::: Provided data

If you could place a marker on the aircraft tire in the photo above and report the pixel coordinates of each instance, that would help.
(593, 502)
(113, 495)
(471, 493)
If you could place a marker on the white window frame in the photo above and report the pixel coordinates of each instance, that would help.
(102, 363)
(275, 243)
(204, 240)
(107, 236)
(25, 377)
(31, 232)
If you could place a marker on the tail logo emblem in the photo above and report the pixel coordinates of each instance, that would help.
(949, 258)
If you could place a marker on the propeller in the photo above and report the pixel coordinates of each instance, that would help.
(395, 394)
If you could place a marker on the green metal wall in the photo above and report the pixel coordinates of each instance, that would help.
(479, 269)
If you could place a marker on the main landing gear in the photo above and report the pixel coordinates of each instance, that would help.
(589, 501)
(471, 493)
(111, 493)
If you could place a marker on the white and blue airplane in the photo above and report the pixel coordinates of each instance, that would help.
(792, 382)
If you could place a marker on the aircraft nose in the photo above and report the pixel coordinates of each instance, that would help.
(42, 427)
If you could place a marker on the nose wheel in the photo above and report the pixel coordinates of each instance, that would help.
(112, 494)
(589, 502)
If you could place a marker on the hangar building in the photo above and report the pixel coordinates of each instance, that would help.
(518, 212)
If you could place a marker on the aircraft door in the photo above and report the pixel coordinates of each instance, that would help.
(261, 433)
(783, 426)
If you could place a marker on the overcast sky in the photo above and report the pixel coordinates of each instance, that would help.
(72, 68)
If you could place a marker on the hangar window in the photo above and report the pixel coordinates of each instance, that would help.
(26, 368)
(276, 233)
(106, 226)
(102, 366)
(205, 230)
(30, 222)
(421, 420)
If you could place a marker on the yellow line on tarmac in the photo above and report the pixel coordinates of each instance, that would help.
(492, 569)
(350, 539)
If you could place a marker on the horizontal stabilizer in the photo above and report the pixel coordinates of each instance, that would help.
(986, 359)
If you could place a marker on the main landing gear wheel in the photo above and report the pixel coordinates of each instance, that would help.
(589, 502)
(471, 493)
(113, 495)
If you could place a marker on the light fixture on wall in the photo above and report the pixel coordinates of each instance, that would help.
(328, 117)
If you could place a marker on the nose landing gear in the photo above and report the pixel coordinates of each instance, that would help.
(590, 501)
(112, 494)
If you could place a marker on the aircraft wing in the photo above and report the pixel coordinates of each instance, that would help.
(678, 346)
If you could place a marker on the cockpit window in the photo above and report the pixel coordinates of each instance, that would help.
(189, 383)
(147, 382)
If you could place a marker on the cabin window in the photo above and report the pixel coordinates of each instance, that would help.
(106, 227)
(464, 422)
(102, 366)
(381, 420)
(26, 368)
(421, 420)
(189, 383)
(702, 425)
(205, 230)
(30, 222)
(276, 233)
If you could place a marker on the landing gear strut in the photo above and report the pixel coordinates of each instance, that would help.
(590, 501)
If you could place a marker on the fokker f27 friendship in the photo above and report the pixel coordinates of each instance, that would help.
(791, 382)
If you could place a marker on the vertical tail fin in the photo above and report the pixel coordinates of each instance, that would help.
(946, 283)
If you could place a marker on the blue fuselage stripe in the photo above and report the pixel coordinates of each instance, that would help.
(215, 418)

::::::

[What to do]: Put every line of the items above into a numbered list, omitting any blank lines.

[Solution]:
1. If you could place a marker on the aircraft tire in the photo above and report the pixel coordinates of each instance, that would help.
2. (593, 502)
3. (113, 495)
4. (471, 493)
5. If you could place a marker on the white window frame in the photo above and report the pixel coordinates of each instance, that would help.
6. (102, 363)
7. (275, 243)
8. (204, 240)
9. (107, 236)
10. (25, 377)
11. (31, 232)
12. If you could place a marker on the tail logo emblem in the photo above and report the pixel coordinates of each instance, that would help.
13. (949, 258)
14. If you could place a marker on the propeller in the photo above and report the pixel coordinates of each instance, that would help.
15. (395, 394)
16. If you could place a marker on the green metal wall in the photo above and report the pixel coordinates of each instance, that would help.
17. (479, 269)
18. If you could place a marker on the main landing gear in the photo above and report the pixel coordinates of each instance, that would help.
19. (589, 501)
20. (471, 493)
21. (111, 493)
22. If you could place a marker on the white and blue airplane in the photo above and report the pixel coordinates of each instance, that would help.
23. (792, 382)
24. If you could place a marker on the aircraft nose in the photo above and report the pixel coordinates of each instance, that would help.
25. (42, 427)
26. If you could place a marker on the nose wheel in the photo above and report the pixel coordinates of each instance, that would help.
27. (112, 494)
28. (589, 502)
29. If you could place a marker on the hangar building in the photo above and report the pixel coordinates of each instance, that would help.
30. (518, 212)
31. If you could place a marker on the aircraft door in the photo above and report the pixel coordinates of each instance, that would help.
32. (261, 433)
33. (783, 426)
34. If you could place a marker on the overcast sky in the photo above and report the pixel coordinates of each instance, that would help.
35. (72, 68)
36. If you could place a marker on the hangar window in the photo above and report the pixel coordinates of each instance, that would help.
37. (26, 368)
38. (276, 233)
39. (106, 226)
40. (102, 366)
41. (205, 230)
42. (30, 222)
43. (421, 420)
44. If you could place a marker on the yellow line on tarmac in the photo above and report the pixel coordinates of each instance, that would help.
45. (492, 569)
46. (350, 539)
47. If you could place a marker on the horizontal stabilizer in the photo above and report the pixel coordinates of each instance, that would help.
48. (986, 359)
49. If you could place a marker on the main landing gear wheel in the photo above and report the pixel coordinates of each instance, that would help.
50. (589, 502)
51. (471, 493)
52. (113, 495)
53. If you could place a marker on the light fixture on wall in the photo above and report the pixel coordinates of each instance, that would help.
54. (328, 117)
55. If you could place a marker on the nose landing gear in the photo above and report the pixel coordinates of each instance, that would help.
56. (590, 501)
57. (112, 494)
58. If you could place a marker on the aircraft wing in the photo above and report the pixel coordinates of each instance, that would help.
59. (678, 346)
60. If you could place a marker on the cockpit window in the photo above and report the pixel coordinates of each instance, that would help.
61. (189, 383)
62. (147, 382)
63. If you could place a marker on the cabin window in the photo above and report the pixel coordinates of each instance, that would help.
64. (106, 227)
65. (464, 422)
66. (102, 366)
67. (381, 420)
68. (26, 368)
69. (421, 420)
70. (189, 383)
71. (702, 425)
72. (205, 230)
73. (30, 222)
74. (276, 233)
75. If you could place a marker on the landing gear strut in the photo above and report the pixel coordinates of each instance, that would help.
76. (590, 501)
77. If you could place a marker on the fokker f27 friendship in the photo above and report the pixel coordinates of each instance, that would help.
78. (791, 382)
79. If you could place a marker on the vertical tail fin in the photo above and report the pixel coordinates of each instance, that would help.
80. (946, 283)
81. If you could place a marker on the blue fuselage stripe in the photo above and report the pixel coordinates of each instance, that would help.
82. (215, 418)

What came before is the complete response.